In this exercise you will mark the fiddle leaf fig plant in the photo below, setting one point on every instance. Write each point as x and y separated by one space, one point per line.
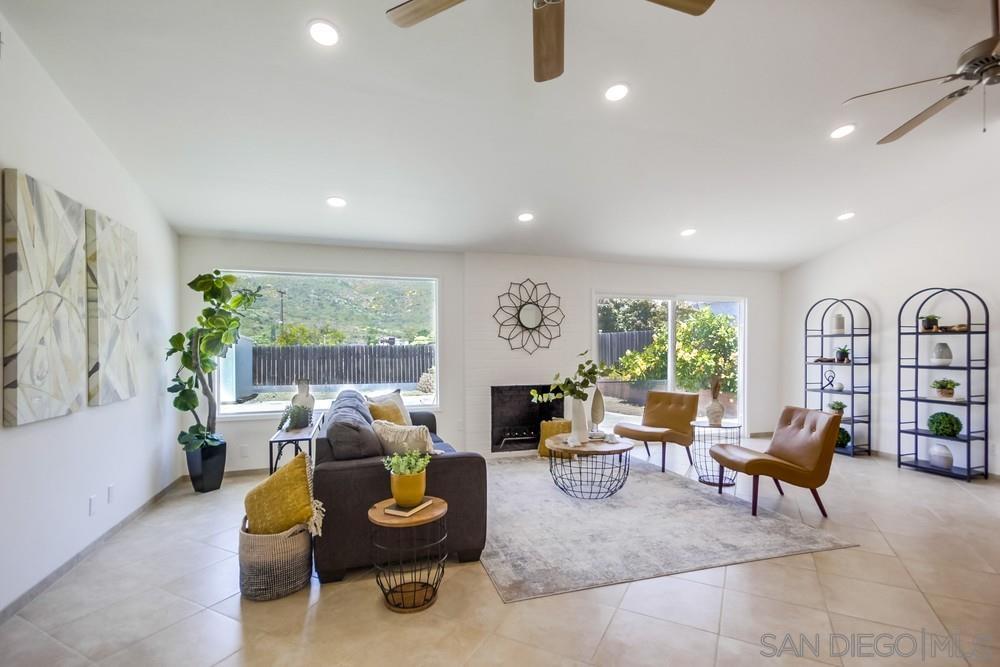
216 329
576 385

=-=-=

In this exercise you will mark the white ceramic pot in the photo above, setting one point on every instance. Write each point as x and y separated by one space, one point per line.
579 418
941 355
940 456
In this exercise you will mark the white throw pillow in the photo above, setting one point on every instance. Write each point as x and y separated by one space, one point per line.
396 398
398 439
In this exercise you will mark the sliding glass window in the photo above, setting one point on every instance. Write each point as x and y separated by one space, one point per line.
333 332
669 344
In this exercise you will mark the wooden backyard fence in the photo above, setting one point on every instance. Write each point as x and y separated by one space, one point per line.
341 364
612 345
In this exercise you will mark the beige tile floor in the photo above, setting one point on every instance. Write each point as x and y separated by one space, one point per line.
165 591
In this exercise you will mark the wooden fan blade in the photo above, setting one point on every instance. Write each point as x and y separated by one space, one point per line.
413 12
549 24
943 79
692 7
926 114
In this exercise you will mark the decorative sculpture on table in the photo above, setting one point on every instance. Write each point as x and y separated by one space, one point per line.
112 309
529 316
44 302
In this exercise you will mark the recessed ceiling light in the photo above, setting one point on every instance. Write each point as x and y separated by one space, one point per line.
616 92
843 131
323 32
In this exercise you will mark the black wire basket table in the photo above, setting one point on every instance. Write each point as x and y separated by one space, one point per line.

=-=-=

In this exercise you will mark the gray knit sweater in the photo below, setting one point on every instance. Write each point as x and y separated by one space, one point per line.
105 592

=-=-=

请把数据中以包含“In this exercise you will mark the recessed”的那一行开头、以包含“In this exercise you will mark the black”的那一行结尾的部分（首尾两行均包括在内）逐行重新写出，只输出这些行。其中答案里的每个坐标值按0.35的比例缩放后四舍五入取整（恰为0.5时进位），其余文字一律照录。

In this exercise you will mark the recessed ceiling light in the photo above, setting one point on every instance. Write each point as x and y separated by one space, one point per line.
216 32
295 46
113 11
In this exercise you will mark the black wire basket table in the photo above, setting one point on every instance. Write each point as x and y separated by one space, one point per line.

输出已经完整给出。